To do: Please repeat all the entries. Nothing may differ.

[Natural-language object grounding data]
============================================================

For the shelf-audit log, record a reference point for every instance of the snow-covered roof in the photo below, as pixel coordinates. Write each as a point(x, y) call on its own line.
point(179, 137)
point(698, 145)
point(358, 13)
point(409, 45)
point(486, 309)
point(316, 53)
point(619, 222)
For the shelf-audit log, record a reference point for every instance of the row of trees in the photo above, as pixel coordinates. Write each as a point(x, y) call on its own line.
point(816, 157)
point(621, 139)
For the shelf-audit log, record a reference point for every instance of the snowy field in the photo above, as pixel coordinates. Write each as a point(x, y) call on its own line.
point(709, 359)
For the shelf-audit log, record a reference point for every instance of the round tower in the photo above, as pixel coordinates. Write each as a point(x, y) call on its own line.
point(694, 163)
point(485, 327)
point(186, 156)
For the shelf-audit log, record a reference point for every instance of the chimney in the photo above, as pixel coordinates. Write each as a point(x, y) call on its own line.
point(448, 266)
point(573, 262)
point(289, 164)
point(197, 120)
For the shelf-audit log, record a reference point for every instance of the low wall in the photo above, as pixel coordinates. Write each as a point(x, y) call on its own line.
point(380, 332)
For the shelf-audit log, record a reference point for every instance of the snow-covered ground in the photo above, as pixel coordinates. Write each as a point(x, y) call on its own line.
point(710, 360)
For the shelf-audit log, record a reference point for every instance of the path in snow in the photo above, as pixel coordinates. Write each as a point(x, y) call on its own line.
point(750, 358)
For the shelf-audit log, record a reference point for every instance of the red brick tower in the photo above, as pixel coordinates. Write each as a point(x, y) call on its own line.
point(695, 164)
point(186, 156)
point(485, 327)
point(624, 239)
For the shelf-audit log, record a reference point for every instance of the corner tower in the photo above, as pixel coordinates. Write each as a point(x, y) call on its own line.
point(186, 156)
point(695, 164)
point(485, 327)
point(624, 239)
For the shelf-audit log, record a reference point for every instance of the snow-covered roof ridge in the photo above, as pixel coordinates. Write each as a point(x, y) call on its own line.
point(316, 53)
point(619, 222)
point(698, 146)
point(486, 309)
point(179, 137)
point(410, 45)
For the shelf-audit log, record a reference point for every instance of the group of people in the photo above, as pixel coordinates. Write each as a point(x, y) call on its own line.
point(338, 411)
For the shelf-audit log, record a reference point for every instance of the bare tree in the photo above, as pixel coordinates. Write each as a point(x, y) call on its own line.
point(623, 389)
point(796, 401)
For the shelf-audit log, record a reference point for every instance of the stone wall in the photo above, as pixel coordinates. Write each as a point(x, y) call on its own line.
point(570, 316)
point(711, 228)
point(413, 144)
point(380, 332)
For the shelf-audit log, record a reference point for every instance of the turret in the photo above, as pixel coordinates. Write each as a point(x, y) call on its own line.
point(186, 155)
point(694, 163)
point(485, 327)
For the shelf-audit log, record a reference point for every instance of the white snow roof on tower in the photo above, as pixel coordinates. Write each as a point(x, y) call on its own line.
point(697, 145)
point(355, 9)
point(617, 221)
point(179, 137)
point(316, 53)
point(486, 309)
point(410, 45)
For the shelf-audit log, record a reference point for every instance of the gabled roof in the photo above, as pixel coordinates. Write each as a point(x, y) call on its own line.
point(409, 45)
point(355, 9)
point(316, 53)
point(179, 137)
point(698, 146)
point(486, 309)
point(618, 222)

============================================================

Solution for this task:
For the shelf-audit log, record a reference point for every instance of the snow-covered roof in the photo below, as pixel coordinates. Write each as a point(x, y) call on its own line.
point(179, 137)
point(698, 145)
point(358, 13)
point(409, 45)
point(486, 309)
point(316, 53)
point(619, 222)
For the shelf-audit log, record a reference point for every instance of the row of trees in the photo above, as pixel coordinates. Write each as a point(x, y) call on its own line.
point(816, 157)
point(621, 139)
For the shelf-audit log, record a reference point for every instance of the snowy field in the photo above, as pixel coordinates. Write each as a point(x, y) call on its own line.
point(709, 359)
For the shelf-audit log, record a reference point for every instance of the round tower in the photo above, as pixel coordinates. Write each as a point(x, y) call on its own line.
point(694, 163)
point(485, 327)
point(186, 156)
For the shelf-audit log, record a reference point for every instance of the chimney in the photo above, as pixel coordinates. Write each as a point(x, y) call on its own line.
point(448, 266)
point(573, 262)
point(289, 164)
point(197, 120)
For the shelf-audit log, record a reference point for every instance of the low wall in the photo above, as pixel coordinates. Write each as a point(x, y) call on its own line.
point(380, 332)
For the shelf-audit log, record a reference point for every instance of the snow-covered ground in the photo above, as pixel coordinates. Write each as a point(x, y) call on its own line.
point(710, 360)
For the shelf-audit log, record a reference point for every instance of the path in snow in the photo above, as pixel coordinates. Write each as a point(x, y) call on its own line.
point(750, 358)
For the shelf-audit log, record a reference point for every instance of the red brick tower in the photo above, as pixel coordinates. Write each as a point(x, y) call on its own line.
point(695, 164)
point(186, 156)
point(485, 327)
point(624, 239)
For the shelf-audit log, record a reference point for every instance of the corner tower in the photo above, as pixel coordinates. Write each as a point(x, y) call on its own line.
point(186, 156)
point(695, 164)
point(485, 327)
point(624, 239)
For the shelf-audit log, record a reference point for every instance of the snow-covered roof ridge in the photo above, as pixel coordinates. Write each as a point(x, y) call on its own line.
point(316, 53)
point(619, 222)
point(698, 146)
point(486, 309)
point(179, 137)
point(410, 45)
For the shelf-audit log, record a reference point for every instance of the group of people in the photo above, as pixel coordinates. Write each as a point(x, y) call on its own line.
point(338, 411)
For the shelf-audit log, record a reference point for every instance of the bare tree in the photo above, as pixel coordinates. Write each as a point(x, y) call on its own line.
point(623, 389)
point(796, 401)
For the shelf-audit log, record a reference point for every instance of the stone wall in the photo above, as pixel coordinates. Write each as a point(x, y) call on its own line.
point(570, 316)
point(711, 228)
point(413, 144)
point(380, 332)
For the shelf-audit log, record a reference point for every instance of the turret in the photo above, as pixel coordinates. Write each as a point(x, y) call on its own line.
point(186, 155)
point(694, 163)
point(485, 327)
For the shelf-audit log, record a reference point for every instance of the white snow roof on tower in the photo above, as pixel coordinates. Write each as a point(x, y) call on its own line.
point(697, 145)
point(355, 9)
point(617, 221)
point(179, 137)
point(316, 53)
point(486, 309)
point(410, 45)
For the shelf-audit log, record a reference point for every instance of the gabled roof in the photo above, as pixel coordinates. Write each as a point(x, y) call on its own line.
point(409, 45)
point(355, 9)
point(316, 53)
point(179, 137)
point(698, 146)
point(486, 309)
point(618, 222)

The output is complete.